[Records excerpted from a collection]
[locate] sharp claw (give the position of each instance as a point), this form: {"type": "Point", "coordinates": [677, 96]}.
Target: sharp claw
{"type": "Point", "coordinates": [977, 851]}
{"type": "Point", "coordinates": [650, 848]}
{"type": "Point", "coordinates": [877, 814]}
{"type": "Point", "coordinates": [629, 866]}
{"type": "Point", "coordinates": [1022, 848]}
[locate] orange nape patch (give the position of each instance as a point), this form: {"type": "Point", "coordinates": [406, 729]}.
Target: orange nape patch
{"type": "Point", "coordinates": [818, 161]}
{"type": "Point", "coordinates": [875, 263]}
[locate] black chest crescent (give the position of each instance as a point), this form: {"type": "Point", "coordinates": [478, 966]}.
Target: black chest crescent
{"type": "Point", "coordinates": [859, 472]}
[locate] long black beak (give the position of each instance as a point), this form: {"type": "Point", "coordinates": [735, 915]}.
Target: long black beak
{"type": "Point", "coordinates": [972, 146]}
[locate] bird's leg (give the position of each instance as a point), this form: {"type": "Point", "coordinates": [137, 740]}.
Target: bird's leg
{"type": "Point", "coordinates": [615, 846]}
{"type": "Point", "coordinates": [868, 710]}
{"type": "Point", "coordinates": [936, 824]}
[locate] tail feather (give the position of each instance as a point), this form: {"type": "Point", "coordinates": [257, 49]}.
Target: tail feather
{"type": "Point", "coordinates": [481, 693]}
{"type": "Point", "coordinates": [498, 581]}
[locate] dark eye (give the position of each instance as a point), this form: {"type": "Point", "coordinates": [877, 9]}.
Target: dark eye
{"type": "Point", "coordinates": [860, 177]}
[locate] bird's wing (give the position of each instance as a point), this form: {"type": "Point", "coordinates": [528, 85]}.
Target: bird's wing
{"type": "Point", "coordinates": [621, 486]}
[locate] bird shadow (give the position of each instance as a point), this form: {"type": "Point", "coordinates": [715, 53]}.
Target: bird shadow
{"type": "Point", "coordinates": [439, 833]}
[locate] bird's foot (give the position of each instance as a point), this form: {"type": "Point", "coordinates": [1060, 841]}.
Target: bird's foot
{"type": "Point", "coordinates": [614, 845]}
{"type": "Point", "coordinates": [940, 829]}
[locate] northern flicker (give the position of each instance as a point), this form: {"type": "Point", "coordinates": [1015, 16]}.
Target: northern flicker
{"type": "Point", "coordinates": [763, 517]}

**The task:**
Reproduce every entry, word for word.

**Response:**
[locate] sharp claw (give the position of each instance as a point), this form: {"type": "Point", "coordinates": [677, 96]}.
Target: sharp claw
{"type": "Point", "coordinates": [977, 851]}
{"type": "Point", "coordinates": [650, 848]}
{"type": "Point", "coordinates": [877, 814]}
{"type": "Point", "coordinates": [629, 866]}
{"type": "Point", "coordinates": [1022, 848]}
[locate] orange nape patch (give the position of each instance as a point), this form: {"type": "Point", "coordinates": [406, 729]}.
Target: orange nape patch
{"type": "Point", "coordinates": [818, 161]}
{"type": "Point", "coordinates": [875, 263]}
[locate] black chest crescent (give the position of each instance as a point), this form: {"type": "Point", "coordinates": [478, 966]}.
Target: black chest crescent
{"type": "Point", "coordinates": [859, 472]}
[locate] long black beak (give the position of each instance as a point), this form: {"type": "Point", "coordinates": [735, 915]}.
Target: long black beak
{"type": "Point", "coordinates": [972, 146]}
[locate] bird's leg (give the position of each instance as a point), this form: {"type": "Point", "coordinates": [137, 740]}.
Target: bird's leg
{"type": "Point", "coordinates": [615, 846]}
{"type": "Point", "coordinates": [868, 710]}
{"type": "Point", "coordinates": [936, 824]}
[locate] tail feather (give the position of each instance as a point), this form: {"type": "Point", "coordinates": [257, 49]}.
Target: tail feather
{"type": "Point", "coordinates": [481, 693]}
{"type": "Point", "coordinates": [498, 581]}
[locate] dark eye (give the position of each instance as a point), this form: {"type": "Point", "coordinates": [877, 9]}.
Target: dark eye
{"type": "Point", "coordinates": [860, 177]}
[locate] bird's wing (give the position of each instance as a point), this form: {"type": "Point", "coordinates": [528, 85]}.
Target: bird's wing
{"type": "Point", "coordinates": [621, 486]}
[locate] bird shadow (give the position of each instance as a point), this form: {"type": "Point", "coordinates": [715, 53]}.
Target: bird shadow
{"type": "Point", "coordinates": [439, 833]}
[locate] bird's foot (give the position of each instance as a point), this form: {"type": "Point", "coordinates": [1060, 841]}.
Target: bird's foot
{"type": "Point", "coordinates": [614, 845]}
{"type": "Point", "coordinates": [940, 829]}
[locate] northern flicker (give the position of each instance as a point), this form: {"type": "Point", "coordinates": [1015, 16]}.
Target: northern flicker
{"type": "Point", "coordinates": [763, 517]}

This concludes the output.